* _Task goal_
Revise the data below so that every "instance" becomes "occurrence", leaving everything else unchanged.

* _Supplied material_
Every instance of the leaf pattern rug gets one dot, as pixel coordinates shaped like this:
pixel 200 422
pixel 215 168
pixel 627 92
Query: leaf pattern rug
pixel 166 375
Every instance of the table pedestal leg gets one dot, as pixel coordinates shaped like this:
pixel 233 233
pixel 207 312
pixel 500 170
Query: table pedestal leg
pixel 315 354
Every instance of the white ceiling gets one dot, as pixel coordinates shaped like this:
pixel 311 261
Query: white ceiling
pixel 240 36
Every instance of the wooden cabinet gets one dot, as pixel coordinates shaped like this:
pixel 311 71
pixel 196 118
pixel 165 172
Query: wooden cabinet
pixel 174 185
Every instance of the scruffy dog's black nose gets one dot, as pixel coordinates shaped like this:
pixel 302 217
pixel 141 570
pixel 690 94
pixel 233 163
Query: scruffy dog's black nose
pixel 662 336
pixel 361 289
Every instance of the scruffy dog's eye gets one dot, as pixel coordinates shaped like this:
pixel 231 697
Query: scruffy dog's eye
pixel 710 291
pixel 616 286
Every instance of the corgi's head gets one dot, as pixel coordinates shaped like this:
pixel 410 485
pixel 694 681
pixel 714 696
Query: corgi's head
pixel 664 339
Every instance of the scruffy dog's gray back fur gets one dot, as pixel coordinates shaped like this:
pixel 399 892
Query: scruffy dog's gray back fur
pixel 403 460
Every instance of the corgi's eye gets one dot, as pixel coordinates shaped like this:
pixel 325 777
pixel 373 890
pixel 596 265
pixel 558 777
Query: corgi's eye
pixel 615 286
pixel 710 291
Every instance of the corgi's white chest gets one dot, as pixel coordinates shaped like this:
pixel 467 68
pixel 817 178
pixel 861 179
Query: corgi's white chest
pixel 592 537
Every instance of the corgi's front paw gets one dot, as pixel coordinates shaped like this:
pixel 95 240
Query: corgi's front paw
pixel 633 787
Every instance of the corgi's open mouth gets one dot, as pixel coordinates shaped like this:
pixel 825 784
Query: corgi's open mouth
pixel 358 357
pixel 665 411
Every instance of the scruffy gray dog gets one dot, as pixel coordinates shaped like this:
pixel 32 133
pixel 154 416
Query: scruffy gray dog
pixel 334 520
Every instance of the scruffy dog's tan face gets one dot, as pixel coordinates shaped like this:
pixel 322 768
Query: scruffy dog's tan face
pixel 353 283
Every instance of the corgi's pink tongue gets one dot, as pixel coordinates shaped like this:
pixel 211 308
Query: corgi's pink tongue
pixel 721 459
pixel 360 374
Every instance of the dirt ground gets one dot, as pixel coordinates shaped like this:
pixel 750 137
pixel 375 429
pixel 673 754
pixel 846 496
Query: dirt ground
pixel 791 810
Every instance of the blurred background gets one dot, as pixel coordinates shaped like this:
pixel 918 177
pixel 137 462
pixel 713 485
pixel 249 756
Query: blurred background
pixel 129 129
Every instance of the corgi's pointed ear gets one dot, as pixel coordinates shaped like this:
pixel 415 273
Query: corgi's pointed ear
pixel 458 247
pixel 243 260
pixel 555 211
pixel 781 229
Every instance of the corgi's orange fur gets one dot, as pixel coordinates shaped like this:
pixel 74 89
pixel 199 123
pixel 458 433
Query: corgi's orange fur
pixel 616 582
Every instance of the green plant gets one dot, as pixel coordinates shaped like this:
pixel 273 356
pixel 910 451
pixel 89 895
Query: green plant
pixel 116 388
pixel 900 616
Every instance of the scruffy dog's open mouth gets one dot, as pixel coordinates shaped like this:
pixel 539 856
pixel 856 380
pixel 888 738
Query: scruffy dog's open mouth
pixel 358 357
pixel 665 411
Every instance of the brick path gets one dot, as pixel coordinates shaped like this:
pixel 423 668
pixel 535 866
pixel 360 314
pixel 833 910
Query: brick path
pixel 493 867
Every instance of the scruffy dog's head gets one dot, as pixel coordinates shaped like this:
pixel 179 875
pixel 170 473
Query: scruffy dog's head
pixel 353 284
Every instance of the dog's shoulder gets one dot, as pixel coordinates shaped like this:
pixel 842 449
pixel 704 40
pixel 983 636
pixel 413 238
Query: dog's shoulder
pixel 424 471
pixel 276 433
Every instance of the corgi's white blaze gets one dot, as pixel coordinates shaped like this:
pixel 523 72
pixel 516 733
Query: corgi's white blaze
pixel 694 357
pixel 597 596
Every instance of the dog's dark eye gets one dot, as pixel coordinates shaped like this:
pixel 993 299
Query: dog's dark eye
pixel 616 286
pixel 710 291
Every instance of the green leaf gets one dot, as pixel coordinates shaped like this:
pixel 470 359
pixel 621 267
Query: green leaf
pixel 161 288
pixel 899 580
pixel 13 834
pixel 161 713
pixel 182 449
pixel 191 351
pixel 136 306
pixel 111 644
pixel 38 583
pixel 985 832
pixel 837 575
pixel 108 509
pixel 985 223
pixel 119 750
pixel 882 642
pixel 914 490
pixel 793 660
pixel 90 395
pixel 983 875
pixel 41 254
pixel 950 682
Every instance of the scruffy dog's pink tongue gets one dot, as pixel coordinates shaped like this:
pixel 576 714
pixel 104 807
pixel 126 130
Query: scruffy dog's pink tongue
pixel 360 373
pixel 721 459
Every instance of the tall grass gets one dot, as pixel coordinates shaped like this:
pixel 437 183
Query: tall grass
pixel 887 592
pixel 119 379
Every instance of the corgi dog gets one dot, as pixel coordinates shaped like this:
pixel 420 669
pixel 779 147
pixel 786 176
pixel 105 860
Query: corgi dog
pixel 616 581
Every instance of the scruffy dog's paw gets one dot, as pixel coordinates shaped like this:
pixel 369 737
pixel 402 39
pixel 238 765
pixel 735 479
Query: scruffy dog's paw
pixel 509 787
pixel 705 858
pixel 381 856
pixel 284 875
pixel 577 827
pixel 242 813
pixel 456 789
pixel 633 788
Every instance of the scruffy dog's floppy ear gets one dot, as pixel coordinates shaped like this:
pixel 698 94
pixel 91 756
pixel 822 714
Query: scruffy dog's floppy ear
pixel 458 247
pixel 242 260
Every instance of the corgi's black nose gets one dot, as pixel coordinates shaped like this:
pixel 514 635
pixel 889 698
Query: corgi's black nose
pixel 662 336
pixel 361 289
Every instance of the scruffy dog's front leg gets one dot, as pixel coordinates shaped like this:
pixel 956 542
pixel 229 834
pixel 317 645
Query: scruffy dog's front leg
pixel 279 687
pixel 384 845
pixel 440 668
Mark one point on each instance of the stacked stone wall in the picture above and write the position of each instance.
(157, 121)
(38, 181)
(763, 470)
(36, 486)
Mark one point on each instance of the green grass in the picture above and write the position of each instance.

* _Result_
Every occurrence of the leaf pattern rug gets one dot, as pixel coordinates shaped like this:
pixel 200 422
pixel 215 168
pixel 627 92
Query: leaf pattern rug
pixel 166 375
Every occurrence of the table pedestal leg gets one dot, as pixel coordinates shaped like this:
pixel 233 233
pixel 207 312
pixel 500 170
Query: table pedestal leg
pixel 315 354
Every occurrence of the white ceiling gets one dot, as pixel coordinates shaped like this:
pixel 311 261
Query: white ceiling
pixel 240 36
Every occurrence of the wooden cabinet gets one dot, as pixel coordinates shaped like this:
pixel 311 71
pixel 196 118
pixel 165 172
Query: wooden cabinet
pixel 174 185
Every occurrence of the scruffy dog's black nose gets one dot, as pixel coordinates shaped like this:
pixel 302 217
pixel 141 570
pixel 690 94
pixel 233 163
Query: scruffy dog's black nose
pixel 662 336
pixel 361 289
Every occurrence of the scruffy dog's eye gets one dot, as pixel coordinates shaped like this:
pixel 231 697
Query: scruffy dog's eye
pixel 710 291
pixel 616 286
Every occurrence of the corgi's head gets one dot, as pixel coordinates shaped like this:
pixel 410 485
pixel 694 681
pixel 714 696
Query: corgi's head
pixel 664 339
Every occurrence of the scruffy dog's gray back fur gets one dot, as pixel coordinates shaped like this:
pixel 399 892
Query: scruffy dog's gray back fur
pixel 403 460
Every occurrence of the corgi's eye gets one dot, as pixel coordinates shaped like this:
pixel 325 777
pixel 373 890
pixel 596 265
pixel 558 777
Query: corgi's eye
pixel 615 286
pixel 710 291
Every occurrence of the corgi's white chest gets one dot, as pixel coordinates shaped like this:
pixel 467 68
pixel 817 178
pixel 861 179
Query: corgi's white chest
pixel 592 537
Every occurrence of the corgi's front paw gets one dot, as pixel coordinates shaped like this:
pixel 95 240
Query: corgi's front paw
pixel 633 787
Every occurrence of the corgi's open mouth gets one dot, as pixel coordinates shaped like this:
pixel 825 784
Query: corgi's open mouth
pixel 358 357
pixel 665 411
Every occurrence of the scruffy gray dog gets one dot, as pixel coordinates shaped like this:
pixel 32 133
pixel 154 416
Query: scruffy gray dog
pixel 334 520
Every occurrence of the scruffy dog's tan face gets one dot, as pixel coordinates shaped like this:
pixel 322 768
Query: scruffy dog's tan face
pixel 353 283
Every occurrence of the corgi's pink tongue gets one dot, as pixel coordinates shaped like this:
pixel 211 308
Query: corgi's pink tongue
pixel 721 459
pixel 360 374
Every occurrence of the dirt ground gets one dot, as pixel coordinates shaped like this:
pixel 750 137
pixel 375 429
pixel 673 754
pixel 846 496
Query: dirt ground
pixel 791 810
Every occurrence of the blurred background gets one dot, as pixel coordinates shaped like this:
pixel 918 177
pixel 137 462
pixel 713 485
pixel 249 756
Query: blurred background
pixel 129 129
Every occurrence of the corgi's pointed ear gets one dot, as pixel coordinates shaped like this:
pixel 415 273
Query: corgi's pointed ear
pixel 458 247
pixel 243 260
pixel 555 211
pixel 781 229
Every occurrence of the corgi's orange fur gets one dot, as pixel coordinates shaped like this:
pixel 74 89
pixel 199 123
pixel 458 433
Query: corgi's orange fur
pixel 616 582
Every occurrence of the green plant gets one dot, as pixel coordinates shaped like this:
pixel 273 356
pixel 910 451
pixel 89 895
Query: green plant
pixel 116 388
pixel 900 616
Every occurrence of the scruffy dog's open mouth gets one dot, as pixel coordinates shaped like this:
pixel 539 856
pixel 856 380
pixel 888 738
Query: scruffy dog's open mouth
pixel 358 357
pixel 665 411
Every occurrence of the brick path gets one dot, as pixel coordinates shaped like this:
pixel 423 668
pixel 535 866
pixel 360 314
pixel 833 910
Query: brick path
pixel 493 867
Every occurrence of the scruffy dog's head gets one dot, as pixel coordinates shaped like this:
pixel 179 875
pixel 170 473
Query: scruffy dog's head
pixel 353 284
Every occurrence of the dog's shoulder gets one dot, as pixel coordinates shaped like this:
pixel 842 449
pixel 704 40
pixel 983 636
pixel 413 238
Query: dog's shoulder
pixel 424 471
pixel 276 433
Every occurrence of the corgi's white blaze gets one dot, as pixel coordinates shaped like this:
pixel 523 72
pixel 516 733
Query: corgi's white blaze
pixel 694 357
pixel 597 596
Every occurrence of the dog's dark eye gets one dot, as pixel coordinates shaped like this:
pixel 993 299
Query: dog's dark eye
pixel 616 286
pixel 710 291
Every occurrence of the green leaf gets one dot, as pixel coordinates shaped like this:
pixel 470 359
pixel 621 267
Query: green leaf
pixel 161 288
pixel 899 580
pixel 13 834
pixel 161 713
pixel 182 449
pixel 191 351
pixel 136 306
pixel 111 644
pixel 38 583
pixel 985 832
pixel 837 575
pixel 108 509
pixel 985 223
pixel 119 750
pixel 882 642
pixel 914 490
pixel 793 660
pixel 90 395
pixel 983 875
pixel 41 254
pixel 950 682
Every occurrence of the scruffy dog's pink tongue gets one dot, as pixel coordinates shaped like this:
pixel 576 714
pixel 104 807
pixel 126 130
Query: scruffy dog's pink tongue
pixel 360 373
pixel 721 459
Every occurrence of the tall grass gets one dot, as pixel coordinates shaped like this:
pixel 437 183
Query: tall grass
pixel 887 592
pixel 119 379
Every occurrence of the corgi dog gets one dot, as pixel coordinates shaped like this:
pixel 420 669
pixel 779 147
pixel 786 176
pixel 105 860
Query: corgi dog
pixel 616 581
Every occurrence of the scruffy dog's paw gets one dot, as pixel coordinates shaped like this:
pixel 369 737
pixel 402 39
pixel 238 765
pixel 735 479
Query: scruffy dog's paw
pixel 509 787
pixel 705 858
pixel 381 856
pixel 284 875
pixel 577 827
pixel 242 813
pixel 456 789
pixel 633 788
Every occurrence of the scruffy dog's floppy ear gets one dot, as pixel coordinates shaped like this:
pixel 698 94
pixel 91 756
pixel 822 714
Query: scruffy dog's floppy ear
pixel 458 247
pixel 242 260
Every occurrence of the corgi's black nose gets one dot, as pixel coordinates shaped like this:
pixel 514 635
pixel 889 698
Query: corgi's black nose
pixel 662 336
pixel 361 289
Every occurrence of the scruffy dog's front leg gets one dot, as pixel coordinates shaped like this:
pixel 956 542
pixel 229 834
pixel 317 645
Query: scruffy dog's front leg
pixel 279 687
pixel 384 845
pixel 440 668
Mark one point on each occurrence of the stacked stone wall in the picture above and write the position of each occurrence.
(157, 121)
(38, 181)
(763, 470)
(36, 486)
Mark one point on each occurrence of the green grass in the picture above and write the position of each occurrence.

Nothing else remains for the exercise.